(Information given begins)

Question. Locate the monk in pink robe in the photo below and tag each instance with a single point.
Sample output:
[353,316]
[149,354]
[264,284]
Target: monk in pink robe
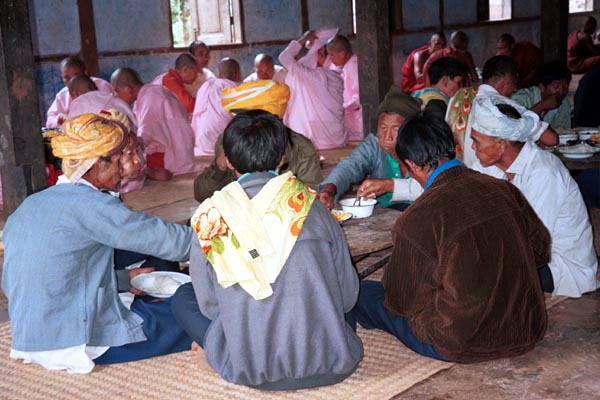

(Information given ends)

Your instructions
Each record must be set down again without alteration, and no picture may be carried over.

Output below
Question. Locate the monk in pink robe in the photo below and tag each instance with a single point.
Sample output:
[353,316]
[149,354]
[264,284]
Target: monk in pink robe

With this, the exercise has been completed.